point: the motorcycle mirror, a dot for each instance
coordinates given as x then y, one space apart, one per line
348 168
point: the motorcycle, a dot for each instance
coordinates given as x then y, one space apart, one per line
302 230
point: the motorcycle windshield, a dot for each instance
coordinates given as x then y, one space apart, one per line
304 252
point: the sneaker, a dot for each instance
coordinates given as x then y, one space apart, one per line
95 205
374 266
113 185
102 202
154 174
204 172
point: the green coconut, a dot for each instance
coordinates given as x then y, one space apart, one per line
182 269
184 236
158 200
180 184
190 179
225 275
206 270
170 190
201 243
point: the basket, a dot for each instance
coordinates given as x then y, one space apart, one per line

## [Brief]
Every line of the data above should be reproduced word for word.

## [The result]
point: the motorcycle mirror, a dot for each instance
coordinates given as x then y, one space apart, one per line
348 168
point: the motorcycle, a dot for each instance
coordinates given as x then y, one space apart, one per line
302 230
point: the motorcycle windshield, a dot for each instance
coordinates given as x then y, one space apart, one per line
304 252
point: the sneaker, a dot for each instance
coordinates given as x then y, one space apart, one per line
95 205
374 266
113 185
102 202
154 174
204 172
point: the green coconut, a dot for each instance
coordinates given as x then y, one space apart, one per line
182 269
184 236
158 200
180 184
190 179
225 275
206 270
170 190
201 243
point: the basket, a dot for each instance
coordinates given as x then y, one space apart, one per line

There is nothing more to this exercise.